Required work »
Please copy every line of the material exactly.

Provided data »
▼▼▼

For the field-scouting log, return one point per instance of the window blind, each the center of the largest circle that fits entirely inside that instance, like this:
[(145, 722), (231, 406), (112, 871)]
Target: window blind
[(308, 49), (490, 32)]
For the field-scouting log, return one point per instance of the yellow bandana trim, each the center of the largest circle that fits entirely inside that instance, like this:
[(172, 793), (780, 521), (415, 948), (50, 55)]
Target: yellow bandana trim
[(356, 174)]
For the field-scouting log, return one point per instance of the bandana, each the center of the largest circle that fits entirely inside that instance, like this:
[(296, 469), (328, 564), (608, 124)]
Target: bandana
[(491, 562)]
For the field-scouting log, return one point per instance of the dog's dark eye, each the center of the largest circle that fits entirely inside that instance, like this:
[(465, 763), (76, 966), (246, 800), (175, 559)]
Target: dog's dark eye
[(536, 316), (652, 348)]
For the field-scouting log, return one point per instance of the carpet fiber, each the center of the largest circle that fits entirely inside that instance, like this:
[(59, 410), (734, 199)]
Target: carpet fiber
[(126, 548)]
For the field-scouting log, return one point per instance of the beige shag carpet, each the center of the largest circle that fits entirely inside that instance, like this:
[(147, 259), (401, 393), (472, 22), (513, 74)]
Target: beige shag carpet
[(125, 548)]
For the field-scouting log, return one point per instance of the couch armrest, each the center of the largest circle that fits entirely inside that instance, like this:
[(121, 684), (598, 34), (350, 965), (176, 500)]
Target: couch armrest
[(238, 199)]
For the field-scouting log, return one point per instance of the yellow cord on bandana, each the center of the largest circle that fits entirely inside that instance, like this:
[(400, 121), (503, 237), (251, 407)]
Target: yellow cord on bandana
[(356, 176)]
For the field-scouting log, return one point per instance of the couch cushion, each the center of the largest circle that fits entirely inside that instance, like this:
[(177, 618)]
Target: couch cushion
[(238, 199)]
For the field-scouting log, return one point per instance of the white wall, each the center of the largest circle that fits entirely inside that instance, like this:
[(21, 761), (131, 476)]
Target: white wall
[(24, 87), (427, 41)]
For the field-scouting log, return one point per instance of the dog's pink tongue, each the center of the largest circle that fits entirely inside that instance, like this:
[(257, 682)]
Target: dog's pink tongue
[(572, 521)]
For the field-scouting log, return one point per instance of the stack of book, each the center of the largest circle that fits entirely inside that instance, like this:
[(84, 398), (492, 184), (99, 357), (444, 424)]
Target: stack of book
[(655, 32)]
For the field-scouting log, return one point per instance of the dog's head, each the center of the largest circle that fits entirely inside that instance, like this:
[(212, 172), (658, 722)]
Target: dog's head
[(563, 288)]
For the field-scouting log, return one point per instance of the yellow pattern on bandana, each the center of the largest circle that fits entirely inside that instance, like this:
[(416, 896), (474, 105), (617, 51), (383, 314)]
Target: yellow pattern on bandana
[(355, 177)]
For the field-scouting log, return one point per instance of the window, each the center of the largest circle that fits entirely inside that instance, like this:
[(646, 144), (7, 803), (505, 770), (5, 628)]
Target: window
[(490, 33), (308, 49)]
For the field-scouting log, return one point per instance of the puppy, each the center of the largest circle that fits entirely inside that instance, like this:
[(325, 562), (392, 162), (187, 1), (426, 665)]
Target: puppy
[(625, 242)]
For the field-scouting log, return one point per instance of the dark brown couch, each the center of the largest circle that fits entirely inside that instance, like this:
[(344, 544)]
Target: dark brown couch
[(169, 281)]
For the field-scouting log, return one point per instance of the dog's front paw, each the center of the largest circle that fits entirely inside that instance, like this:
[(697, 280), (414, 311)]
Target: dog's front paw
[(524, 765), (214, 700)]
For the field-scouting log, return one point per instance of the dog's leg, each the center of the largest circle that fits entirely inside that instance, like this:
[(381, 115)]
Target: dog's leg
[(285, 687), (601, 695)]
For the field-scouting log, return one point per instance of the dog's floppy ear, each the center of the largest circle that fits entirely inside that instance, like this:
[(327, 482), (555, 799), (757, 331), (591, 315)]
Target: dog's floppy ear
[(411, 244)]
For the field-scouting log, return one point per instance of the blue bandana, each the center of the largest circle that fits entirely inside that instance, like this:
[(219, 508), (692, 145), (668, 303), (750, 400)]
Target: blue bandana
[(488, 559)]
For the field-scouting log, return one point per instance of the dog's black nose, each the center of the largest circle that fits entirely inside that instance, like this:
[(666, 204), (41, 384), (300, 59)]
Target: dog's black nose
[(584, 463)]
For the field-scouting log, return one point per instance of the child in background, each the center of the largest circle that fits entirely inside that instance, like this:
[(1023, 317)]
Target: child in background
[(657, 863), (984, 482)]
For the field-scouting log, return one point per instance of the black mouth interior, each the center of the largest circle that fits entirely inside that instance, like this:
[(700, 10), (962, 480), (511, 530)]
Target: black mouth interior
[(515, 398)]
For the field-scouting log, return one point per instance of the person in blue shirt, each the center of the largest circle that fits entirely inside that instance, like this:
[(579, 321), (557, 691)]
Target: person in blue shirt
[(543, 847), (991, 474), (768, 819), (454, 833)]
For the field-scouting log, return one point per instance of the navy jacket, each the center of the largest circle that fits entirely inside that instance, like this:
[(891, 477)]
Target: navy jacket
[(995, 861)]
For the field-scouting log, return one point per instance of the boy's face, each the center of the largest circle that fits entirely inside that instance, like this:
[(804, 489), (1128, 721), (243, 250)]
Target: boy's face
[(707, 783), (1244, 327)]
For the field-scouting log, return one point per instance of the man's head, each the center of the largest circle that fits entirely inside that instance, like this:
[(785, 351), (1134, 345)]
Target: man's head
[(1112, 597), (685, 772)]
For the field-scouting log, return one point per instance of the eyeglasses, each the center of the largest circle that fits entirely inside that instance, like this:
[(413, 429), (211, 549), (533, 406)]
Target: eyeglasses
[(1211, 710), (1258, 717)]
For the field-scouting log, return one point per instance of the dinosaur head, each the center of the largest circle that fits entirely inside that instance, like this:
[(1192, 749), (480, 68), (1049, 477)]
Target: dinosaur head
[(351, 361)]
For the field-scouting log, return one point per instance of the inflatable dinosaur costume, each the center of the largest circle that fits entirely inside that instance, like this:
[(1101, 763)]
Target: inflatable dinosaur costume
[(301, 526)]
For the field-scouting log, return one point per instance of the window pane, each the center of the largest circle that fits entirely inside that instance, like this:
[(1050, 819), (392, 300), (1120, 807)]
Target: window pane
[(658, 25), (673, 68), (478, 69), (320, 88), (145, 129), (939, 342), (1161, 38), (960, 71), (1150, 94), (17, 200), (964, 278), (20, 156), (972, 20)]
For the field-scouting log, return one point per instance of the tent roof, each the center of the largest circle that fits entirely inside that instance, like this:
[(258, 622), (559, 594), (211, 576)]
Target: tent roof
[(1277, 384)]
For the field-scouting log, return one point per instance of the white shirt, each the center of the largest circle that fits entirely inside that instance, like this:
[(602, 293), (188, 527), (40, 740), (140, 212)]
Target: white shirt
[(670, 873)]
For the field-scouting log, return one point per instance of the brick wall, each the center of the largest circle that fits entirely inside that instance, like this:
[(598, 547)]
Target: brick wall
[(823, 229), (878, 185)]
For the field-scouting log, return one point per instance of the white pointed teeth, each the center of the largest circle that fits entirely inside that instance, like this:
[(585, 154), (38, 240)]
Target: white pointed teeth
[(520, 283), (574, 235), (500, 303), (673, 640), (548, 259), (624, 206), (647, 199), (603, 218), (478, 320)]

▲▲▲

Solved exercise »
For the field-scouting log, return one point per instance of the window blind, each the center of the largest circle that fits entirely inside that instance, like this:
[(145, 722), (231, 406), (112, 871)]
Target: window blind
[(308, 49), (490, 32)]
For the field-scouting log, return one point per instance of the yellow bandana trim, each the center of the largest circle that fits entirely inside that instance, like this:
[(172, 793), (780, 521), (415, 948), (50, 55)]
Target: yellow bandana trim
[(356, 174)]
For the field-scouting log, return one point per instance of the bandana, each the center of the largest circle that fits entirely inside that instance, like this:
[(296, 469), (328, 564), (608, 124)]
Target: bandana
[(491, 562)]
For the field-scouting log, return one point per instance of the dog's dark eye, each the center of the largest circle that fits entirely inside that instance, like this:
[(465, 763), (76, 966), (246, 800), (175, 559)]
Target: dog's dark eye
[(536, 316), (652, 348)]
For the field-scouting log, return one point per instance of the carpet fiber, each the center of the largest circle that fits entirely inside that instance, like this:
[(59, 410), (734, 199)]
Target: carpet fiber
[(126, 548)]
For the field-scouting log, return one point per instance of the beige shag carpet, each the center of the largest circle that fits entirely inside that instance, like this:
[(147, 259), (401, 393), (472, 22), (513, 74)]
Target: beige shag carpet
[(125, 548)]
For the field-scouting log, return one point per instance of the couch armrest, each the center of the largest circle that fits entirely inside that instance, like this:
[(121, 684), (598, 34), (350, 965), (176, 500)]
Target: couch armrest
[(238, 199)]
For the field-scouting log, return one point per instance of the yellow cord on bandana, each the center of the largest circle that fits entirely inside that instance, like this:
[(400, 121), (503, 237), (251, 407)]
Target: yellow cord on bandana
[(356, 176)]
For the field-scouting log, return one point per instance of the couch cushion, each the center of the largest circle that fits entirely inside that instance, like this:
[(177, 618)]
Target: couch cushion
[(238, 199)]
For the field-scouting log, return one point per instance of the white wall, each the center of the largest circle that fits entirely inside that instance, like this:
[(21, 761), (131, 476)]
Target: white wall
[(24, 87), (427, 41)]
For the field-scouting log, return one point per instance of the dog's pink tongue, each the center of the largest circle that fits entirely inside that instance, like this:
[(257, 682)]
Target: dog's pink tongue
[(572, 521)]
For the field-scouting log, return one point per instance of the stack of book, each the center of the largest circle that fits entirely inside that instance, like this:
[(84, 398), (492, 184), (99, 357), (444, 424)]
Target: stack of book
[(655, 32)]
For the field-scouting log, return one point per instance of the dog's head, each the center of the largest circle that fits entirely inside that instance, like this:
[(212, 172), (658, 722)]
Target: dog's head
[(563, 288)]
For the field-scouting log, return one point per instance of the yellow pattern on bandana, each the center of the largest circle that fits entirely inside that instance, like this:
[(416, 896), (474, 105), (617, 51), (383, 314)]
Target: yellow pattern on bandana
[(355, 177)]
For the field-scouting log, return one point per instance of the window, each the center of the largest circle that fits entirely inside that instance, like this:
[(646, 144), (7, 803), (505, 770), (5, 628)]
Target: window
[(490, 33), (308, 49)]
For the field-scouting log, return one point per instance of the puppy, each the center of the largest circle that fits entirely inside that instance, like this:
[(325, 562), (392, 162), (187, 1), (426, 665)]
Target: puppy
[(625, 242)]
For the field-scouting log, return one point per instance of the dark brown couch, each the center of the largest circle that fits entirely inside that instance, like this:
[(344, 544)]
Target: dark brown couch
[(169, 281)]
For the field-scouting log, return one point per instance of the dog's front paw, each the center of the largest circle that fits entirely inside that instance, like this:
[(697, 280), (414, 311)]
Target: dog's front paw
[(524, 765), (214, 700)]
For the field-scouting log, return one point per instance of the dog's leg, each the center of the largest circle that fits entirely inside that instance, like this:
[(381, 115)]
Target: dog's leg
[(285, 687), (601, 695)]
For the field-scouting log, return one point per instance of the dog's floppy ear, each the center of the largest circle that fits entirely inside that instance, like this:
[(327, 482), (555, 799), (757, 331), (591, 315)]
Target: dog's floppy ear
[(411, 244)]
For the field-scouting log, return one point per instance of the blue bandana, each the center of the largest circle that fits entirely inside that instance, like this:
[(219, 508), (692, 145), (668, 303), (750, 400)]
Target: blue bandana
[(488, 559)]
For the field-scouting log, return one point per instance of the dog's black nose, each the center of the largest circle that fits entirely inside that instance, like this:
[(666, 204), (41, 384), (300, 59)]
Target: dog's black nose
[(584, 463)]
For the field-scouting log, return one point per instance of the child in background, each the center of the largest circle that fits entirely inside that instance, like this:
[(1023, 317)]
Target: child in background
[(657, 863), (984, 482)]
For the field-scouting log, return one point per instance of the black mouth interior, each the center of the largest circle that fits entirely inside that instance, like this:
[(700, 10), (962, 480), (511, 530)]
Target: black mouth interior
[(515, 398)]
For the field-scouting log, return one point per instance of the person in blue shirt, each the center of the largest circle that fits entirely inside that instance, like this:
[(579, 321), (557, 691)]
Target: person in blue shirt
[(543, 847), (991, 474), (768, 819), (454, 833)]
For the field-scouting log, return one point per instance of the navy jacket, each the center of the largest circle that fits entirely inside that instance, like this:
[(891, 477)]
Target: navy jacket
[(995, 861)]
For the field-scouting log, return one point per instance of the boy's face, each the center of the largest circle that fits entirely inside that instance, like this:
[(804, 489), (1128, 721), (243, 250)]
Target: boy's face
[(707, 783), (1244, 327)]
For the field-scouting log, return one point per instance of the man's head, each the center of the largest circle that fits entirely inside that instance, like this:
[(785, 351), (1134, 345)]
Target: man's head
[(1112, 597), (685, 772)]
For the field-scouting log, return one point per instance of the eyeglasses, each the center of the largest circle that fits entirely inside that instance, like this:
[(413, 429), (211, 549), (533, 406)]
Target: eyeglasses
[(1211, 710), (1258, 717)]
For the field-scouting log, return one point per instance of the dinosaur head, each the center of the largest circle that fits entirely inside that instance, like this:
[(1192, 749), (480, 68), (1049, 477)]
Target: dinosaur head
[(351, 361)]
For the field-scouting log, return one point per instance of the inflatable dinosaur costume, each the center of the largest circle that fits entirely inside that instance, like this:
[(1101, 763)]
Target: inflatable dinosaur costume
[(301, 526)]
For the field-scouting log, return one point per instance of the window pane, each the center of the largest circle that fits entirely inside that instance, like this:
[(1050, 819), (392, 300), (1120, 807)]
Target: window pane
[(658, 25), (673, 68), (478, 69), (320, 88), (145, 129), (939, 342), (1161, 38), (960, 71), (1150, 94), (17, 200), (964, 278), (20, 156), (972, 20)]
For the field-scouting log, return one point per instance of the tent roof, each the center of the largest circle that fits entirely inside that instance, like this:
[(258, 622), (559, 594), (211, 576)]
Target: tent roof
[(1277, 384)]
For the field-scouting log, return one point per instance of the white shirt, each the center of the largest circle that fits entirely inside that instance, like this:
[(602, 293), (188, 527), (40, 740), (140, 212)]
Target: white shirt
[(670, 873)]
For the field-scouting log, return one point per instance of the brick wall, each the center of the largest circle that fits entirely inside that instance, like this:
[(598, 547)]
Target: brick wall
[(823, 229), (878, 185)]
For the field-scouting log, return one point per instance of the white pointed teeth, each the center of the largest circle that fits entirely inside that instance, like this:
[(585, 154), (38, 240)]
Target: white pointed teeth
[(520, 283), (574, 235), (500, 303), (673, 640), (548, 259), (624, 206), (647, 199), (603, 218), (478, 320)]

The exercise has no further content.